__Work to be completed__: Please count the lines of the listing below that contain the string "post", treating uppercase and lowercase as different, and give only that number.

-------------------------

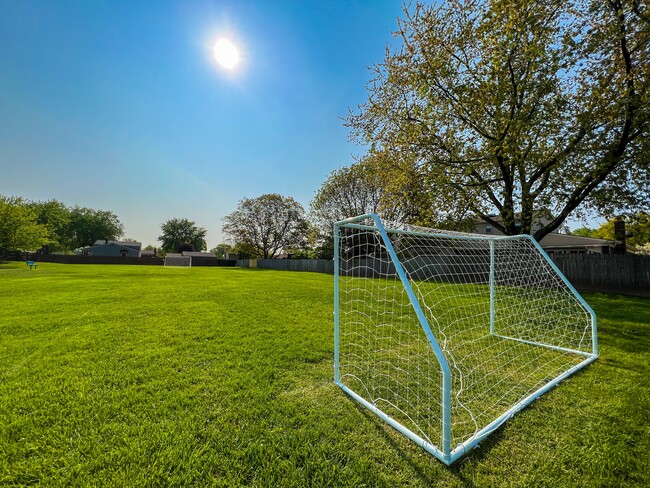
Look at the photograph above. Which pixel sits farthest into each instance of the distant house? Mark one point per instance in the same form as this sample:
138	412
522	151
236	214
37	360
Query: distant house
104	247
554	243
199	254
148	253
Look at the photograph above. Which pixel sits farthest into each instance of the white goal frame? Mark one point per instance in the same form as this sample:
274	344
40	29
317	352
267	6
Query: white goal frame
371	341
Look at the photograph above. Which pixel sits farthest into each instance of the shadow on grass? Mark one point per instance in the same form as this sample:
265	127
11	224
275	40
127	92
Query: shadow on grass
431	478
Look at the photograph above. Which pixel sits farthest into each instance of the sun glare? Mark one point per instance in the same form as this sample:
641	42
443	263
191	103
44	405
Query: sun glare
226	53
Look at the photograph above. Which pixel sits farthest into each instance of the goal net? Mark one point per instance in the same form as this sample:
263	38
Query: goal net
446	335
178	260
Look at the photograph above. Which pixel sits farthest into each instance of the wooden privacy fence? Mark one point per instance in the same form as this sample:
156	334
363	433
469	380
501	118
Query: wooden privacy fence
313	265
151	261
626	274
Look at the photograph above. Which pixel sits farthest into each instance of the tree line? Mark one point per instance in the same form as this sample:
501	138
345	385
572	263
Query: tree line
51	226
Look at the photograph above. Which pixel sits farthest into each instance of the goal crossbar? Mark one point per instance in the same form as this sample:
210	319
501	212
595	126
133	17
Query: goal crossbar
445	450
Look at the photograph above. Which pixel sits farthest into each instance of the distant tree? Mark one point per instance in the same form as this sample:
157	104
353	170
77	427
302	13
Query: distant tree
177	232
186	247
583	232
517	106
221	250
376	185
87	225
637	226
55	216
19	227
267	225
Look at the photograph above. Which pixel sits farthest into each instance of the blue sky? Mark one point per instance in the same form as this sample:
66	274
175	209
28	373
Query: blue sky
119	105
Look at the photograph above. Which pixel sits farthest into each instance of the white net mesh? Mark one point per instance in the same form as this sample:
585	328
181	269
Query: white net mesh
505	321
178	260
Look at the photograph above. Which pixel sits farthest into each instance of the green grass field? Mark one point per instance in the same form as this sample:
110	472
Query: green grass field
153	376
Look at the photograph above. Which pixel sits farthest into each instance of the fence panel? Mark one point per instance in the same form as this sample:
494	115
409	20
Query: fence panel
625	274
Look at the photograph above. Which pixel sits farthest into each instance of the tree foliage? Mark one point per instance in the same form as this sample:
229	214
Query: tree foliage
55	216
19	227
637	226
267	225
87	225
180	232
518	106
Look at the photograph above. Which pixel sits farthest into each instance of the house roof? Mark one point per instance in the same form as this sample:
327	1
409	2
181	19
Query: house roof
132	245
565	240
198	254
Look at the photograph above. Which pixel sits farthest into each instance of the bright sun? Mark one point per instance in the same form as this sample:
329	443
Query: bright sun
226	53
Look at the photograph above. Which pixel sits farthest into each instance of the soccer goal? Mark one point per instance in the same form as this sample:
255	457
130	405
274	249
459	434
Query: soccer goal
446	335
175	259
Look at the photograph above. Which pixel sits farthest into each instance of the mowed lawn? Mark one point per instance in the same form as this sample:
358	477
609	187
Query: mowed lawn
153	376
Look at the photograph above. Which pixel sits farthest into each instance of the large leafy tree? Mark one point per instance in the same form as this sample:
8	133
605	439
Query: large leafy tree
177	234
19	228
55	216
87	225
519	106
267	225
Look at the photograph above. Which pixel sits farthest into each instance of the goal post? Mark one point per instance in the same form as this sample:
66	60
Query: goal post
174	259
446	335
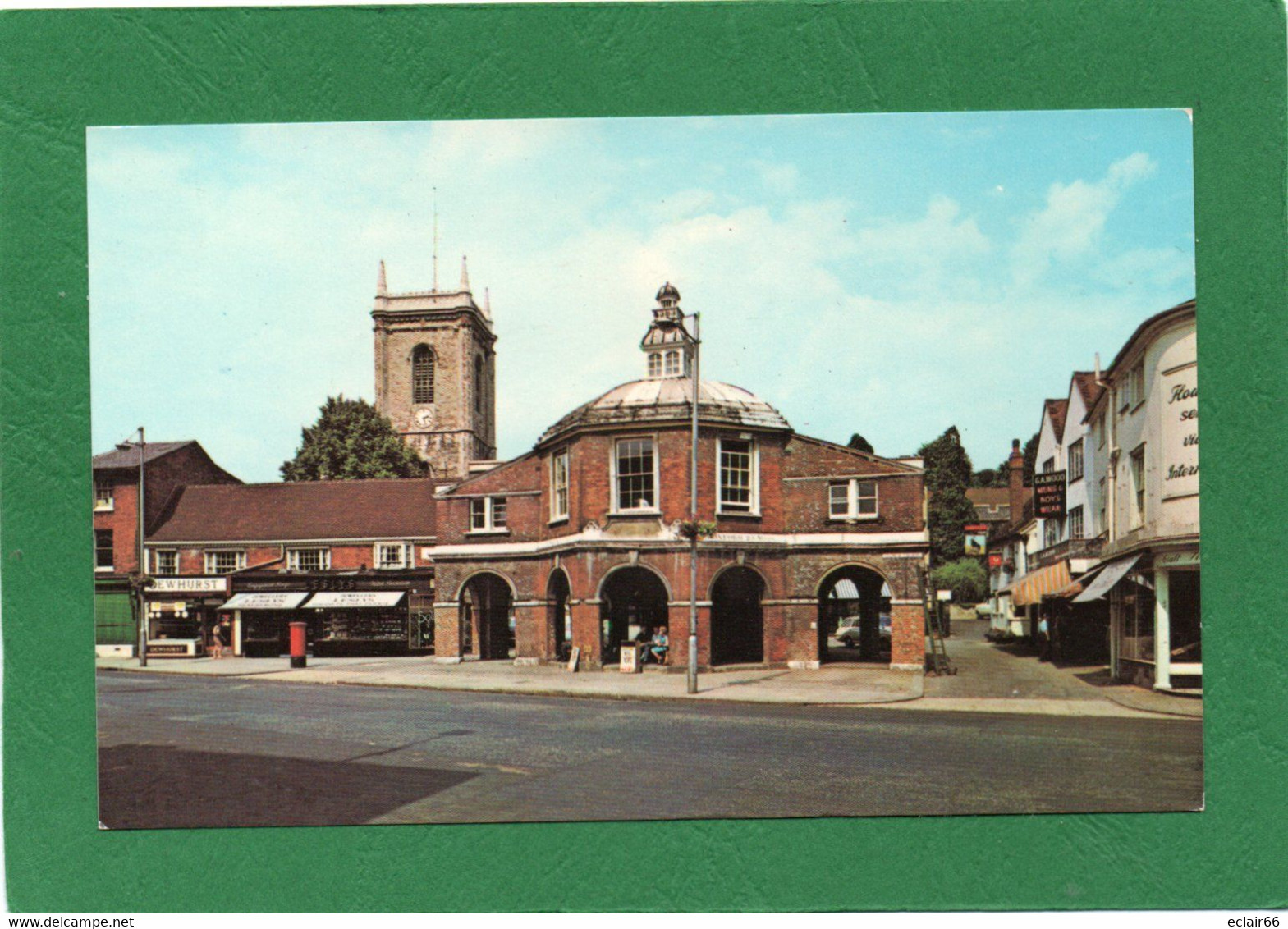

-------------------------

__Exercise answer__: 2